• _MATERIAL PROVIDED_
---

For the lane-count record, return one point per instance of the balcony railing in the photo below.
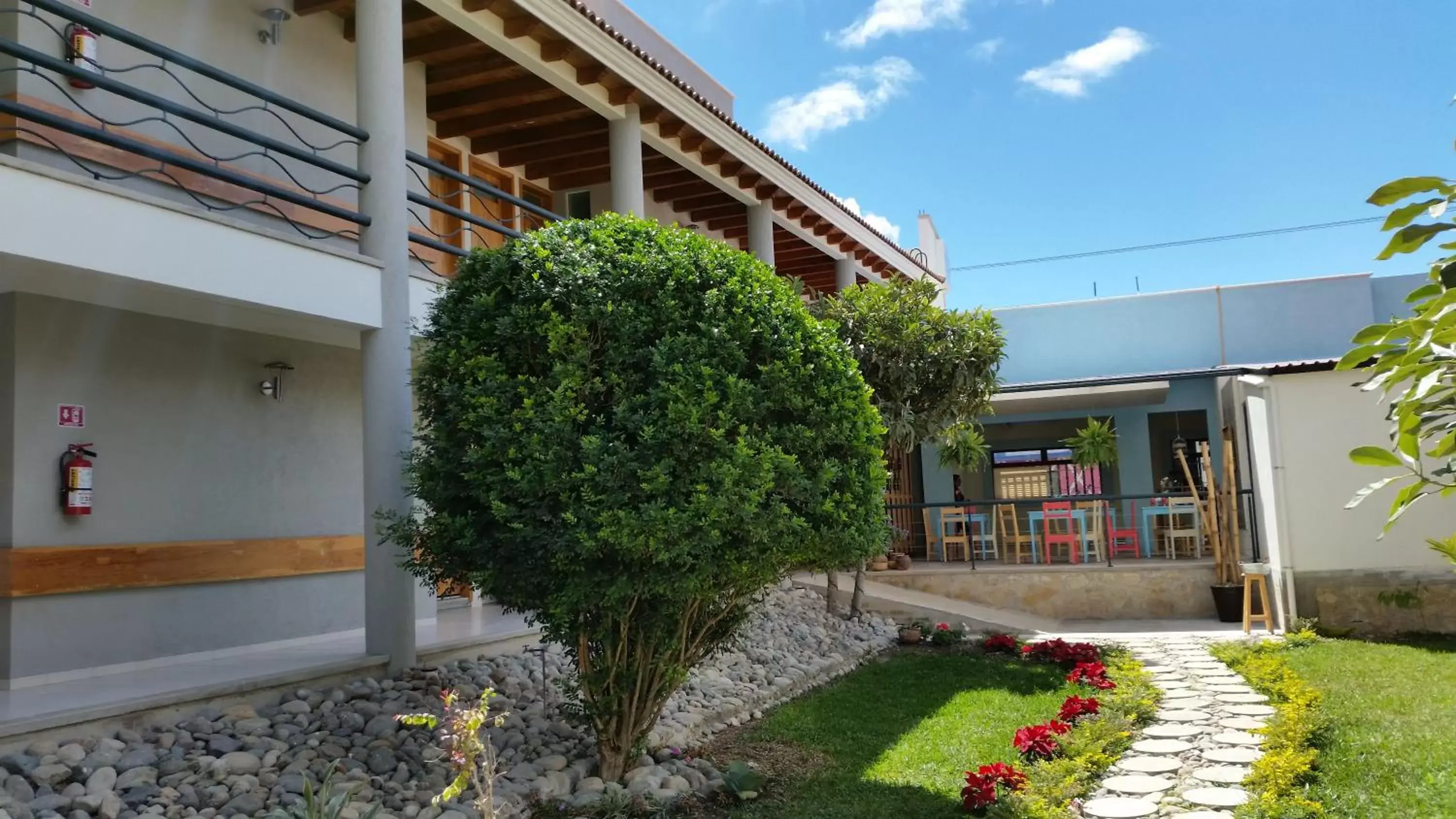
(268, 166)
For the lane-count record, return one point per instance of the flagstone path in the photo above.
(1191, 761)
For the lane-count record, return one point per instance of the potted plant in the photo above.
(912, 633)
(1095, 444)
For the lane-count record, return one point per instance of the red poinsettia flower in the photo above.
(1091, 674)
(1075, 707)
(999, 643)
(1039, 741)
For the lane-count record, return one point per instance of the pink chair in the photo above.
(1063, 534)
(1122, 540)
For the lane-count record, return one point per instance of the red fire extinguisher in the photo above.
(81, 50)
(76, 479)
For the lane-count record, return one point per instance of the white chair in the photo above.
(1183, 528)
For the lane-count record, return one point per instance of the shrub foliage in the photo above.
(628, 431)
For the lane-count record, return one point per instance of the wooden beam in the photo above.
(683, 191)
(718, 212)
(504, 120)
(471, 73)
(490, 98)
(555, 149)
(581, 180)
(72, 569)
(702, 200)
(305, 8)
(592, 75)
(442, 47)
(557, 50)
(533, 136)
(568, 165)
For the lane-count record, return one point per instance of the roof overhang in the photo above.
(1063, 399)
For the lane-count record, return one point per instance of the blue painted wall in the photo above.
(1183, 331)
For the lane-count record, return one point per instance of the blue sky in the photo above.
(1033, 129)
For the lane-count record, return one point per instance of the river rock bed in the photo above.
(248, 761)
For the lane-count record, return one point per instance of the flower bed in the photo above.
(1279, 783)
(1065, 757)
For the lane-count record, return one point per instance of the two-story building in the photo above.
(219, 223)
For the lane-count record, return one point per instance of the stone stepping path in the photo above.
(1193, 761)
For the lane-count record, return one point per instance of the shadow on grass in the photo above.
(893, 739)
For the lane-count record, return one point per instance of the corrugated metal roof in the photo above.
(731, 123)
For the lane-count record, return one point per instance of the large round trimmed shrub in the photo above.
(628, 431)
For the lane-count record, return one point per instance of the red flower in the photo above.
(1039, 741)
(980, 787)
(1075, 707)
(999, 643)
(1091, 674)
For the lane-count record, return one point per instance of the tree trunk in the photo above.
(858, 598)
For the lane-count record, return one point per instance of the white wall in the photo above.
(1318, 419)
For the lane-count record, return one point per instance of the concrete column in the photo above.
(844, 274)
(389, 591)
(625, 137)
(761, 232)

---

Transcribe the records word for word and include no pictures.

• _SOLUTION TO THIS EXERCISE_
For the lane-count record, return one point per instance of the balcony railing in the photo below.
(268, 166)
For the lane-count record, return one point per instance of the flagstone path in the photo above.
(1191, 761)
For the lane-count record, return one point per instance of the potted plant in the photo above.
(912, 633)
(1095, 444)
For the lane-count record, return one point per instance of the red poinsettia flower in the photo above.
(1091, 674)
(1075, 707)
(999, 643)
(1039, 741)
For the lane-count record, return one point per instance of the pink chair in the photo above.
(1063, 534)
(1122, 540)
For the lane-count record, return one point per instance of the red fire extinguisher in the photo above.
(81, 50)
(76, 479)
For the lane-count record, return one point per instance of the white chair in the photo above.
(1183, 528)
For the lane-count record, return one point per instance of the shrub foliage in the photo above.
(628, 431)
For the lane-count record, return one point per instance of the wooden beam in the photo above.
(683, 191)
(718, 212)
(504, 120)
(471, 73)
(490, 98)
(555, 149)
(581, 180)
(72, 569)
(702, 200)
(305, 8)
(592, 75)
(442, 47)
(557, 50)
(533, 136)
(568, 165)
For the lane-count record, return one point per instance of the roof overhang in the photo above.
(1063, 399)
For the lane-count record, return one point per instance of the blue painted wall in the photo above.
(1183, 331)
For the lane-count record, return one point per instance of the blue sky in the photo above.
(1033, 129)
For the lane-count record, return one point per instance of the river rock bed in the photo above.
(248, 761)
For the lane-count record, return one point per instance of the flower bed in the photo above.
(1279, 783)
(1065, 757)
For the lane-count record, return one point per instance of the two-story building in the photo above.
(219, 223)
For the lane-count record, return one point per instance of the stone stepping path in the photo above.
(1193, 761)
For the lane-count record, return one point per instance of the shadow on grass in the photo above.
(893, 739)
For the lane-count record, return one point per instance of the corrugated metal roof in the photo above.
(731, 123)
For the lane-count record, return one point per instance of the large round trimmed shrub in the photo above.
(628, 431)
For the lane-count record, return one point per instance of the red flower in the photo above.
(1039, 741)
(980, 787)
(1075, 707)
(999, 643)
(1091, 674)
For the lane-count record, return one point per instance of the tree trunk in the photo above.
(858, 598)
For the lane-count record, return one point per instance of the white wall in the photo above.
(1318, 419)
For the lane-count record, return one point per instance of the concrete column in the photo above.
(844, 274)
(389, 591)
(625, 137)
(761, 232)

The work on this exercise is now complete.